_What you are asked to do_
The answer must be every line of the records in which the string "seated" appears.

_Source information_
- Opening Delimiter -

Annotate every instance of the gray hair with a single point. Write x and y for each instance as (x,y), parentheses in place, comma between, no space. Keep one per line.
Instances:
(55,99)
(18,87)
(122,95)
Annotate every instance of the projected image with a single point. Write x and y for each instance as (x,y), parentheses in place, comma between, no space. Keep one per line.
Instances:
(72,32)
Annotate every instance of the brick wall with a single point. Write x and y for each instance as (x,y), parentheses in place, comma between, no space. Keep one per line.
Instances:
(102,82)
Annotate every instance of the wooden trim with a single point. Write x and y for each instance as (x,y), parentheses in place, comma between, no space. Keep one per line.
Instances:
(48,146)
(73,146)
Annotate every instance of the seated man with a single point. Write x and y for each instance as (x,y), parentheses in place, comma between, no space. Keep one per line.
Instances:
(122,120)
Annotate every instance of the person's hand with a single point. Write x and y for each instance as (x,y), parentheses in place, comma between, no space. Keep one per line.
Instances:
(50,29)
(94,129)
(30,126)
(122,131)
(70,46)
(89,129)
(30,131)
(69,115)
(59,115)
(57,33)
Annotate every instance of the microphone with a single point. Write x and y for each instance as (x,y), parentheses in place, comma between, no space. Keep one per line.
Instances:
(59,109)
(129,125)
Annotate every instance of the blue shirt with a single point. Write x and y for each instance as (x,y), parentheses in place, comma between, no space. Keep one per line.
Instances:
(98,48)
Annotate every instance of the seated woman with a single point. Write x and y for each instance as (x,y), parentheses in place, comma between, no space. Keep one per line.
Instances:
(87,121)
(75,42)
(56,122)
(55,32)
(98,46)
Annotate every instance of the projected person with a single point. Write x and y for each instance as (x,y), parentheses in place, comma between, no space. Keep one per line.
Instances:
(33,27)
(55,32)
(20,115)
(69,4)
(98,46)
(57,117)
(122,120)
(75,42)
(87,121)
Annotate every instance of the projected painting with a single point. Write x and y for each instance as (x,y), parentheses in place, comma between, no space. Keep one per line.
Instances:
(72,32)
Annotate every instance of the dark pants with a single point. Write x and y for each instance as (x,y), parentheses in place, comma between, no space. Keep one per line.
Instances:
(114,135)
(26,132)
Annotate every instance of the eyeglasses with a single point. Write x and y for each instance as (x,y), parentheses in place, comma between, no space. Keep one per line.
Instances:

- Closing Delimiter -

_Response area_
Annotate every instance of the seated man with a single point. Write x and y for each instance as (x,y), parentheses in place, comma between, no space. Keep one per line.
Annotate every instance of the seated woman with a single point. Write x and y for each instance as (x,y), parentheses in place, comma between, no space. Keep one per line.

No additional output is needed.